**Task details**. Transcribe each entry so that nothing differs from the original.

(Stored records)
______

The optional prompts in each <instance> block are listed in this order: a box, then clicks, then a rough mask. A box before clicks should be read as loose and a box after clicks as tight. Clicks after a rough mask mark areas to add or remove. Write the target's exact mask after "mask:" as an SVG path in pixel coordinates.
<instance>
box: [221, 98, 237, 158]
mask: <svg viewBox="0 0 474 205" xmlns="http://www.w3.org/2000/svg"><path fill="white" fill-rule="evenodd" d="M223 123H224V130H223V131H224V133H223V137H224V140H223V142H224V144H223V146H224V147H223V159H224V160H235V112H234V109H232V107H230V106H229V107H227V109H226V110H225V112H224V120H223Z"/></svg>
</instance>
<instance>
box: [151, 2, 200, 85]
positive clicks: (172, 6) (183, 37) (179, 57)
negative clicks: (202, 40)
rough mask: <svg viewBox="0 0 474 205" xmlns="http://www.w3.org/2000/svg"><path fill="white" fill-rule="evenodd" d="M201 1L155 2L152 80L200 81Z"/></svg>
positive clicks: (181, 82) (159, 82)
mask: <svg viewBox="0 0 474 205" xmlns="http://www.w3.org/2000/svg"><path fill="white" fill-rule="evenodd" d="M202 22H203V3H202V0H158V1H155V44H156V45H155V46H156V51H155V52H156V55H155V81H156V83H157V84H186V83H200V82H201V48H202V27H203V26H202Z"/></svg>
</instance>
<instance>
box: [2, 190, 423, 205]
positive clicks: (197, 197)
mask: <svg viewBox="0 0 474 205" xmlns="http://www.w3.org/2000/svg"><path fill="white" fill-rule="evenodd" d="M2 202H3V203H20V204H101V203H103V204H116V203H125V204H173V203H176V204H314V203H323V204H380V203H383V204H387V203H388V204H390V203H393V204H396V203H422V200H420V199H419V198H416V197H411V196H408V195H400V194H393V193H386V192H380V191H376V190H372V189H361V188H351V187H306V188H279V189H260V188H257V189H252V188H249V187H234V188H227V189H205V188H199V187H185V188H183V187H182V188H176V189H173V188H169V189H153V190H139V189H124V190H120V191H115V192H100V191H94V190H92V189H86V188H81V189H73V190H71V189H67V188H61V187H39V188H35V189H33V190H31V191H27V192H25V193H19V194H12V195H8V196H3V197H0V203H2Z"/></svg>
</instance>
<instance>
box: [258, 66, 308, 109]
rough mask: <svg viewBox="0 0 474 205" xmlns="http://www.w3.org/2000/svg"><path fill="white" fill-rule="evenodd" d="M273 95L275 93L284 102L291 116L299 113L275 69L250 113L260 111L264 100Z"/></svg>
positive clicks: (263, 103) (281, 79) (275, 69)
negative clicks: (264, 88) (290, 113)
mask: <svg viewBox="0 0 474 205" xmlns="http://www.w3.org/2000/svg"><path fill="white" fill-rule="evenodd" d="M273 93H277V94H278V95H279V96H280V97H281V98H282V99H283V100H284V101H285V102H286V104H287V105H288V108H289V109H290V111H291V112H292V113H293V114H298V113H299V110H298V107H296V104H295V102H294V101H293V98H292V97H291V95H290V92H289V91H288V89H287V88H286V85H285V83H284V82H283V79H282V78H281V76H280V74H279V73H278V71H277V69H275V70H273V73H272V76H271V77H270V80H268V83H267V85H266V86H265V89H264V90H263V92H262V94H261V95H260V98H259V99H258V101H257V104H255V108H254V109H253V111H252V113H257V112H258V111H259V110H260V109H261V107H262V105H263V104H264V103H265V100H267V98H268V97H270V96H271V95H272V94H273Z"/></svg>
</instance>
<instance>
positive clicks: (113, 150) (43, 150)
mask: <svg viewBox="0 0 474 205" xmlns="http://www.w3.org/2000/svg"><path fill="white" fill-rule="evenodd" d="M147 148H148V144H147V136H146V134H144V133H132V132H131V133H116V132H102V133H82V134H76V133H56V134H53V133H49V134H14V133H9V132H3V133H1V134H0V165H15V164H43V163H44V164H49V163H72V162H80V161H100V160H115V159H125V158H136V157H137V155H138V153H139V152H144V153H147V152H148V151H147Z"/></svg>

______

**Solution**.
The optional prompts in each <instance> block are listed in this order: a box, then clicks, then a rough mask. A box before clicks should be read as loose and a box after clicks as tight. Clicks after a rough mask mark areas to add or remove. Write the target's exact mask after "mask:" as an SVG path in pixel coordinates.
<instance>
box: [221, 98, 237, 158]
mask: <svg viewBox="0 0 474 205" xmlns="http://www.w3.org/2000/svg"><path fill="white" fill-rule="evenodd" d="M223 123H224V130H223V131H224V133H223V137H224V140H223V142H224V144H223V146H224V147H223V159H224V160H235V112H234V109H232V107H230V106H229V107H227V109H226V110H225V112H224V120H223Z"/></svg>
</instance>
<instance>
box: [151, 2, 200, 85]
positive clicks: (172, 6) (183, 37) (179, 57)
negative clicks: (202, 40)
rough mask: <svg viewBox="0 0 474 205" xmlns="http://www.w3.org/2000/svg"><path fill="white" fill-rule="evenodd" d="M201 1L155 2L152 80L200 81Z"/></svg>
positive clicks: (181, 82) (159, 82)
mask: <svg viewBox="0 0 474 205" xmlns="http://www.w3.org/2000/svg"><path fill="white" fill-rule="evenodd" d="M202 22H203V3H202V0H158V1H155V44H156V45H155V46H156V51H155V52H156V55H155V81H156V83H157V84H186V83H200V82H201V48H202V27H203V26H202Z"/></svg>
</instance>
<instance>
box: [2, 190, 423, 205]
positive clicks: (197, 197)
mask: <svg viewBox="0 0 474 205" xmlns="http://www.w3.org/2000/svg"><path fill="white" fill-rule="evenodd" d="M2 202H3V203H20V204H101V203H103V204H116V203H125V204H173V203H176V204H314V203H323V204H380V203H383V204H387V203H388V204H390V203H393V204H396V203H422V200H420V199H419V198H416V197H411V196H408V195H400V194H393V193H386V192H380V191H376V190H372V189H361V188H351V187H306V188H279V189H260V188H257V189H252V188H249V187H234V188H227V189H205V188H199V187H185V188H183V187H182V188H176V189H173V188H169V189H153V190H139V189H124V190H120V191H115V192H100V191H94V190H92V189H86V188H81V189H73V190H71V189H67V188H61V187H39V188H35V189H33V190H31V191H27V192H25V193H19V194H12V195H8V196H3V197H0V203H2Z"/></svg>
</instance>
<instance>
box: [258, 66, 308, 109]
rough mask: <svg viewBox="0 0 474 205" xmlns="http://www.w3.org/2000/svg"><path fill="white" fill-rule="evenodd" d="M273 95L275 93L284 102L291 116L299 113L275 69L250 113L260 111L264 100Z"/></svg>
positive clicks: (263, 103) (281, 79) (275, 69)
negative clicks: (264, 88) (290, 113)
mask: <svg viewBox="0 0 474 205" xmlns="http://www.w3.org/2000/svg"><path fill="white" fill-rule="evenodd" d="M273 93H277V94H278V95H279V96H280V97H281V98H282V99H283V100H284V101H285V102H286V104H287V105H288V108H289V109H290V111H291V112H292V113H293V114H298V113H299V110H298V107H296V104H295V102H294V101H293V98H292V97H291V95H290V92H289V91H288V89H287V88H286V85H285V83H284V82H283V79H282V78H281V76H280V74H279V73H278V71H277V69H275V70H273V73H272V76H271V77H270V80H268V83H267V85H266V86H265V89H264V90H263V92H262V94H261V95H260V98H259V99H258V101H257V104H255V108H254V109H253V111H252V113H257V112H258V111H259V110H260V109H261V107H262V105H263V104H264V103H265V100H267V98H268V97H270V96H271V95H272V94H273Z"/></svg>
</instance>
<instance>
positive clicks: (113, 150) (43, 150)
mask: <svg viewBox="0 0 474 205" xmlns="http://www.w3.org/2000/svg"><path fill="white" fill-rule="evenodd" d="M147 148H148V144H147V136H146V134H144V133H132V132H131V133H116V132H102V133H82V134H76V133H56V134H53V133H49V134H14V133H9V132H3V133H1V134H0V165H15V164H43V163H44V164H49V163H72V162H80V161H100V160H115V159H125V158H136V157H137V155H138V153H139V152H144V153H147V152H148V151H147Z"/></svg>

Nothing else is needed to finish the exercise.